__Exercise prompt__
Report each line of the listing below that contains the string "person", quoting every such line in full.
## BEGIN Data records
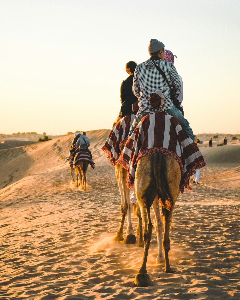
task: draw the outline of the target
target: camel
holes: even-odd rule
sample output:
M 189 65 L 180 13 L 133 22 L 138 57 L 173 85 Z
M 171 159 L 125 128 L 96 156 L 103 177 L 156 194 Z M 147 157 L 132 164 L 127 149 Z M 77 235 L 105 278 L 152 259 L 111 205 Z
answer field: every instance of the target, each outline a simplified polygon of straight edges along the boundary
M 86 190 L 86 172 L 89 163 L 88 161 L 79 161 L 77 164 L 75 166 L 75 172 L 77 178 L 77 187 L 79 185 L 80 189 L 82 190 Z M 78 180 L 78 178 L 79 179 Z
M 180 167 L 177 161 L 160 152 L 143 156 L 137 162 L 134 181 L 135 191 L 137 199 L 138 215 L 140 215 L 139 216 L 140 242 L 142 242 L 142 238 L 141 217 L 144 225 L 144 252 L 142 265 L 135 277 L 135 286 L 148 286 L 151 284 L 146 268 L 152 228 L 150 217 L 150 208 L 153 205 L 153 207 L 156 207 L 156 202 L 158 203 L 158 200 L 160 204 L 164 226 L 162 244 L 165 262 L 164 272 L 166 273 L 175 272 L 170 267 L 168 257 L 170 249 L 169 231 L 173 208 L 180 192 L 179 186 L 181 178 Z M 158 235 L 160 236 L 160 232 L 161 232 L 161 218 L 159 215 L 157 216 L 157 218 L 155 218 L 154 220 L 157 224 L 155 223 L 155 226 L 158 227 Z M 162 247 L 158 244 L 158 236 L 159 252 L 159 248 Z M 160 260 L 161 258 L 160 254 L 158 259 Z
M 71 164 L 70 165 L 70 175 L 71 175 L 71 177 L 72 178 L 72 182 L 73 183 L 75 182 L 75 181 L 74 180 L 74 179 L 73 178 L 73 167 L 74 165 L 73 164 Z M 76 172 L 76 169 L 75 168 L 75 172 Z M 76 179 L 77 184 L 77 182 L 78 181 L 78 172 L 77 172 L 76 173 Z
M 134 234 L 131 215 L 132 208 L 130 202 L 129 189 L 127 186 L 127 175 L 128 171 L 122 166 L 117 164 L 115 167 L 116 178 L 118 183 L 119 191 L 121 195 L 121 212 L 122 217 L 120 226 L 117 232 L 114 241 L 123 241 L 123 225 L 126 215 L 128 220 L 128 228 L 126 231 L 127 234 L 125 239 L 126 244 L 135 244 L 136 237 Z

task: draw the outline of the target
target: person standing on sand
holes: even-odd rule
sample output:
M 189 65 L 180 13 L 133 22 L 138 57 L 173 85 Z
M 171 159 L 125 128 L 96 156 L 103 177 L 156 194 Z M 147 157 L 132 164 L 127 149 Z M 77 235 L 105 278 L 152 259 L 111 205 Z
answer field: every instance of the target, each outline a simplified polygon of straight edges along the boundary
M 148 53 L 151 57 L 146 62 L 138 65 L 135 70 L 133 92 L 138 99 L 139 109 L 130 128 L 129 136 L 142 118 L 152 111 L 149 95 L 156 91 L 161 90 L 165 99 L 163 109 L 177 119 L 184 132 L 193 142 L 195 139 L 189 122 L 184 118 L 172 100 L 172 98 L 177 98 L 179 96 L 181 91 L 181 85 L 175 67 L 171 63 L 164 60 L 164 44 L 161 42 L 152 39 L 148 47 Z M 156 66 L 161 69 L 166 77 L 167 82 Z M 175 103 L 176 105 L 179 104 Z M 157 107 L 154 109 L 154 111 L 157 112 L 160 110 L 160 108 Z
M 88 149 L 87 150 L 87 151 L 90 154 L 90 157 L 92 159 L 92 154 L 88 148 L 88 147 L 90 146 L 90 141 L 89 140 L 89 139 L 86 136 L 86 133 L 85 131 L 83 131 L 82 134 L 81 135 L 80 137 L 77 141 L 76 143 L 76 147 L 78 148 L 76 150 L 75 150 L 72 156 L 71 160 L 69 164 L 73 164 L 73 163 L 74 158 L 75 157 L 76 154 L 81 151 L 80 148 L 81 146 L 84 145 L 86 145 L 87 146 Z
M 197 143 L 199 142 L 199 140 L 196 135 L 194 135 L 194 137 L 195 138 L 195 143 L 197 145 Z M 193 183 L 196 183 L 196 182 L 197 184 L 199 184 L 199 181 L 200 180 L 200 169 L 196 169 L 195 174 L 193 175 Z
## END Data records
## BEGIN Data records
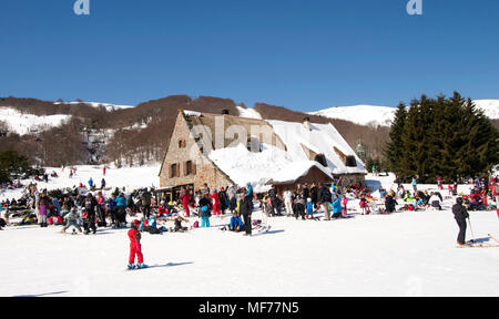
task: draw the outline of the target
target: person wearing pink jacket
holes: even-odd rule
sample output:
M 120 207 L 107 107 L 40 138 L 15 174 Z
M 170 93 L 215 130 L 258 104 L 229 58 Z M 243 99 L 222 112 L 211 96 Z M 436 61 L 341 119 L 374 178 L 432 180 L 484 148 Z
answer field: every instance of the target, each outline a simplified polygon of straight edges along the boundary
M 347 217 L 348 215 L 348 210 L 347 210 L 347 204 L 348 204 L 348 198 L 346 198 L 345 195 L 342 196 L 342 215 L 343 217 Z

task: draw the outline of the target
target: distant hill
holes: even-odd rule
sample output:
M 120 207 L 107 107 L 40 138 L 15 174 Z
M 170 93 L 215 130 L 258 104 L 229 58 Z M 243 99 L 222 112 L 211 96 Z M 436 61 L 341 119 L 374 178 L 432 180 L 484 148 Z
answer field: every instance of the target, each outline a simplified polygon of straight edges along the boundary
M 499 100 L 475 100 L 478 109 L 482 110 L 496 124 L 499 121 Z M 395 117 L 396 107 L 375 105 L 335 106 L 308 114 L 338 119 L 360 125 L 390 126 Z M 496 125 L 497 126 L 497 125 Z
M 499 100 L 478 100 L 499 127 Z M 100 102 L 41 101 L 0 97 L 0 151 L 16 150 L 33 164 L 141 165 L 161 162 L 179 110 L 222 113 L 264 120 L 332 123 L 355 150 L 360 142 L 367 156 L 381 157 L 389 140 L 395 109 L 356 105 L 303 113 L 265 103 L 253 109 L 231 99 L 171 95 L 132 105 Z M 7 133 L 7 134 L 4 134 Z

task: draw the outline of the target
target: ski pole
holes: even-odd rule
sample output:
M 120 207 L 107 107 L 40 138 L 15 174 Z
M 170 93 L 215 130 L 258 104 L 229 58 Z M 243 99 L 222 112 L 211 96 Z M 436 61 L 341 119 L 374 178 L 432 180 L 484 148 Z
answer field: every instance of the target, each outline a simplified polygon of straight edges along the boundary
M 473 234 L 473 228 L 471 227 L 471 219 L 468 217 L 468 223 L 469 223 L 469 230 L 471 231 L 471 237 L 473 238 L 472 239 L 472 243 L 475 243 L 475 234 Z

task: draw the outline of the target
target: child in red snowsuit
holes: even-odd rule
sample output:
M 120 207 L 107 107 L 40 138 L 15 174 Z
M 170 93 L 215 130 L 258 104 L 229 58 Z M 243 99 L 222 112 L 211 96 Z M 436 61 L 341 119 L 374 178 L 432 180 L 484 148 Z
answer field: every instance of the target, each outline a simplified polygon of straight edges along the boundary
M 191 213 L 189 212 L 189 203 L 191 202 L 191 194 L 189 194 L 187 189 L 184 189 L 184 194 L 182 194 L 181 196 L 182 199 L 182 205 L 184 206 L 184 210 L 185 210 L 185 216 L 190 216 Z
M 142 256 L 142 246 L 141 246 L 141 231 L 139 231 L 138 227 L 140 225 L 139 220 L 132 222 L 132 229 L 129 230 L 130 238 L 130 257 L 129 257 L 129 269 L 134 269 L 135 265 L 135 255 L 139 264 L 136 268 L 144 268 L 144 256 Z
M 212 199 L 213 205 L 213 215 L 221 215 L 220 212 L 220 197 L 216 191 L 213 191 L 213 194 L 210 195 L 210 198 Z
## END Data records
__Written response__
target: person standing on sand
target: person wearing pink jacket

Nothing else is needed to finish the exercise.